= otf-classifier
Web service to align free text to the learning progressions text as document classification
NOTE: This is experimental and proof-of-concept code
NOTE: Project has moved to go modules, remember to export GO111MODULE=on for go get and go build if you are working without module support as default.
This code is based on https://github.com/nsip/curriculum-align[]. It puts in place a document classifier
(https://en.wikipedia.org/wiki/Tf–idf[]) to classify arbitrary text as aligning to the learning progressions
the code is provisioned with, and outputting the alignments as a web service.
The code is set up to align to indicators; however training corpora are built up against both indicator codes and development level codes, and the latter can be used instead. You can switch by setting the variable `granularity` in classifier.go to be `"Devlevel"` instead of `"Indicator"`.
Binary distributions of the code are available in the `build/` directory.
The web service is made available as a library (`Align()`); the `cmd` directory contains a sample shell for it, which is used in the binary distribution. In the sample shell, the web service runs on port 1576. The test script `test.sh` issues representative REST queries against the web service.
The web service takes the following arguments:
[source,console]
----
GET http://localhost:1576/align?area=W&text=....
----
where _area_ is the learning area (`Numeracy` or `Literacy`), and _text_ is the text to be aligned. Both the _text_ and the _area_ parameters are obligatory.
For example:
[source,console]
----
http://localhost:1576/align?area=Numeracy&text=information
----
For larger payloads or automated environments calling the classifier, an equivalent POST method is also avialable which will accept a JSON payload:
[source,console]
-----
curl http://localhost:1576/align -H 'Content-Type: application/json' -d'{"area":"literacy","text":"confident sentences"}'
-----
The response is a JSON list of structs, one for each curriculum standard that the service is configured for, with the following fields:
* Item: the identifier of the curriculum item (indicator) whose alignment is reported
* DevLevel: the identifier of the development level corresponding to the curriculum item (indicator)

▶ Set of tasks:
1 - In the otf-classifier page, which port does the web service run on in the sample shell?
2 - Name every file or directory that the otf-classifier page mentions.
3 - Based on the otf-classifier page, mark each statement yes or no: (a) The _text_ and _area_ parameters are optional. (b) The service also offers a POST method that takes a JSON payload. (c) By default, the code aligns to development levels.

▶ Information provided:

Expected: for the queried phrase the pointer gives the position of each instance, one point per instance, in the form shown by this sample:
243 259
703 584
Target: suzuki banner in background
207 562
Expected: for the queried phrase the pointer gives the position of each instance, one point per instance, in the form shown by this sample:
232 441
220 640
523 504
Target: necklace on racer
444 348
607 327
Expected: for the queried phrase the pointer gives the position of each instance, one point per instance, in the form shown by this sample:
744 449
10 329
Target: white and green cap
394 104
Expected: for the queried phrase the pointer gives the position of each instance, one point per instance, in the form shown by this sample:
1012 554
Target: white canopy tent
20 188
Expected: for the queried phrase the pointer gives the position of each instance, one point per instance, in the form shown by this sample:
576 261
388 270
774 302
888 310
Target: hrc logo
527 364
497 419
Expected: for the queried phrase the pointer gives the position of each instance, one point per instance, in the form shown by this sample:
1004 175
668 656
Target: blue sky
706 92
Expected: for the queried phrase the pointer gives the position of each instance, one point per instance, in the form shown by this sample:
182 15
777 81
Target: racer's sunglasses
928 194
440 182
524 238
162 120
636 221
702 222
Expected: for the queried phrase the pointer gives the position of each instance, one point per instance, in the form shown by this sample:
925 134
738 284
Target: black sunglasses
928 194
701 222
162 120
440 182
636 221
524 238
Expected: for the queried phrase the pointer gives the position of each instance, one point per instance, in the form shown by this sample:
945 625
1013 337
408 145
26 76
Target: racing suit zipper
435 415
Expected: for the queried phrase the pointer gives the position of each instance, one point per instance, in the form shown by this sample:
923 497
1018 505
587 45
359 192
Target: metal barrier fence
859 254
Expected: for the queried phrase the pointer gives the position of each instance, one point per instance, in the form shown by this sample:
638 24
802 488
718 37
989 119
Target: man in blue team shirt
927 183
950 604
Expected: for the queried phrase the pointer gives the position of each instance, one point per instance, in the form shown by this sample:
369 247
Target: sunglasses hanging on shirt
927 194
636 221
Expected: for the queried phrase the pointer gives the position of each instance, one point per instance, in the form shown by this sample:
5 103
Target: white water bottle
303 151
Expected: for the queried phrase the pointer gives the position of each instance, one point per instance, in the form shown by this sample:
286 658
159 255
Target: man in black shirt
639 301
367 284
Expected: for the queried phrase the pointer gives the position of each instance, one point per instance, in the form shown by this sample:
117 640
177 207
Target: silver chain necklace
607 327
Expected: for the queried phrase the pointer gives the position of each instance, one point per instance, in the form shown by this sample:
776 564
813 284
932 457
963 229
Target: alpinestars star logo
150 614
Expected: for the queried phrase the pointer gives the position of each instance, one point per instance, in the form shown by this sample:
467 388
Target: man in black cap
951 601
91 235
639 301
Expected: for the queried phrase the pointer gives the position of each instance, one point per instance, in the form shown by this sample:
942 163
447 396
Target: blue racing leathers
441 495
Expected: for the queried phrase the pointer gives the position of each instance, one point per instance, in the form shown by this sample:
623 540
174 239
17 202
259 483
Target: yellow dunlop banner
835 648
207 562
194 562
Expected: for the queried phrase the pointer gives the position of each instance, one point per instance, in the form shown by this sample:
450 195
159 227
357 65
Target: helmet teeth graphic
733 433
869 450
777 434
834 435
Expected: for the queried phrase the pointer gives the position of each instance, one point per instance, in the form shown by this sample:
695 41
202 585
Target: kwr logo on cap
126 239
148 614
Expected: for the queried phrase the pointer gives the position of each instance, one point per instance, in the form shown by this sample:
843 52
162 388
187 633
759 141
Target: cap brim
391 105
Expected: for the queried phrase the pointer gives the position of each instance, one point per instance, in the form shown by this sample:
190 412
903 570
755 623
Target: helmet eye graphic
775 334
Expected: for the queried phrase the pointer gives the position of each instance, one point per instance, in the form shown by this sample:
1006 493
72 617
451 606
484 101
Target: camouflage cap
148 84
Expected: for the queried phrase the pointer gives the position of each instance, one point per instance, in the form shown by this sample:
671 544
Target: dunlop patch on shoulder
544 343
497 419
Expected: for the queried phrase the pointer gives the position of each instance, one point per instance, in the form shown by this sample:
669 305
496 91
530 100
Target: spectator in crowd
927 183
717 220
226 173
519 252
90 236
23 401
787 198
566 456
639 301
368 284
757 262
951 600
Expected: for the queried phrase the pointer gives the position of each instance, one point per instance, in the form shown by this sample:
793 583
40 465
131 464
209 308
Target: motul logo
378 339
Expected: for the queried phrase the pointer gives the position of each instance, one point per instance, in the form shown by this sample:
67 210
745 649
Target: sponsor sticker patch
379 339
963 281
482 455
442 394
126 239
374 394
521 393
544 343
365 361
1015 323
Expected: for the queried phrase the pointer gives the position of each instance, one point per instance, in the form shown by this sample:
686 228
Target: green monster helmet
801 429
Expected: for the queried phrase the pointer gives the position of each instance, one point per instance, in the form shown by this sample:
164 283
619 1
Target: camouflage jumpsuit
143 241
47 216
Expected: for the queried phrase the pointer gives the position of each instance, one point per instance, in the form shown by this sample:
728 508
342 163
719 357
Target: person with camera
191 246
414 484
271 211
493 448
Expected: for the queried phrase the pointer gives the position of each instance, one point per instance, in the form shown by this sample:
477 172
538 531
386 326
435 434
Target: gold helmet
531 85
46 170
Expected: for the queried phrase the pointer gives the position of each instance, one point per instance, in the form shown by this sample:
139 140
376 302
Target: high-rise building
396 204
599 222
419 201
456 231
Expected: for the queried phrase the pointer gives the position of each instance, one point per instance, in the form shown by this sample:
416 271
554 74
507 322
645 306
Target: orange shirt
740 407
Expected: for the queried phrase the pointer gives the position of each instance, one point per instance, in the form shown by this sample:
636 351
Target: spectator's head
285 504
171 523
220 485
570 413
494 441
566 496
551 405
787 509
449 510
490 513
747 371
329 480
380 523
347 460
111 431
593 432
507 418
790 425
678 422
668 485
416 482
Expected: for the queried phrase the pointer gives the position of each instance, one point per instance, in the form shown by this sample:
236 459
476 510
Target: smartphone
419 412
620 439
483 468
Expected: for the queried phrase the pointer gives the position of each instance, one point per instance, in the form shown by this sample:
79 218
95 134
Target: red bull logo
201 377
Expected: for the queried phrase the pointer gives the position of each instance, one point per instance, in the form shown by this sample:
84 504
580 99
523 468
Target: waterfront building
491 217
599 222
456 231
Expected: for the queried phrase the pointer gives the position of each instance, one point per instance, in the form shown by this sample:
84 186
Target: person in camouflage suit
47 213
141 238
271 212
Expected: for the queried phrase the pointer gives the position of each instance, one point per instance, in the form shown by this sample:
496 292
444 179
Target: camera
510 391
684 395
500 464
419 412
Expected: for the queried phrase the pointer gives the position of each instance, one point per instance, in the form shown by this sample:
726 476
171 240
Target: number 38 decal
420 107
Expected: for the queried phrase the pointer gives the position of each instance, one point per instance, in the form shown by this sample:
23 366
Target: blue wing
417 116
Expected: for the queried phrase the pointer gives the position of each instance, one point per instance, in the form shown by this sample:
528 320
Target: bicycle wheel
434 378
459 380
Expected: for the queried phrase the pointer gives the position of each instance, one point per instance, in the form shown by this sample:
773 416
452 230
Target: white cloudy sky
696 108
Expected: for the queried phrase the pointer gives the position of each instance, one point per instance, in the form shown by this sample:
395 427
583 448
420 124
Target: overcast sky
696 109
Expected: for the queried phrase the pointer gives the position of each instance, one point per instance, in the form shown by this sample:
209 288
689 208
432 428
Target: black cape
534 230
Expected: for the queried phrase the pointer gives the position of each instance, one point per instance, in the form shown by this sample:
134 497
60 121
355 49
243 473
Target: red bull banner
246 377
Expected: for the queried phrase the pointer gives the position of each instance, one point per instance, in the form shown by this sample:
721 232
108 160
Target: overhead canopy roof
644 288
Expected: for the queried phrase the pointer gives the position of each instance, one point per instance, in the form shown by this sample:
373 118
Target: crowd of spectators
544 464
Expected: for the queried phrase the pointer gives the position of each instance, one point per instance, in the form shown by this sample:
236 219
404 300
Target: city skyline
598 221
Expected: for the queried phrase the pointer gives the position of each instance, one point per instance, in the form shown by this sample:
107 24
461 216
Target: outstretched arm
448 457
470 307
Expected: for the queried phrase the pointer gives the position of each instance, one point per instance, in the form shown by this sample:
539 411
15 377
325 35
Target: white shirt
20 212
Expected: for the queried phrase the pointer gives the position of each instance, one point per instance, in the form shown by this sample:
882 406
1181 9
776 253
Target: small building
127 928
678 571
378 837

▶ Answers:
1 - Port 1576.

2 - `classifier.go`, `build/`, `cmd`, `test.sh`

3 -
(a) No: "Both the _text_ and the _area_ parameters are obligatory."
(b) Yes: "an equivalent POST method is also" available "which will accept a JSON payload"
(c) No: "The code is set up to align to indicators"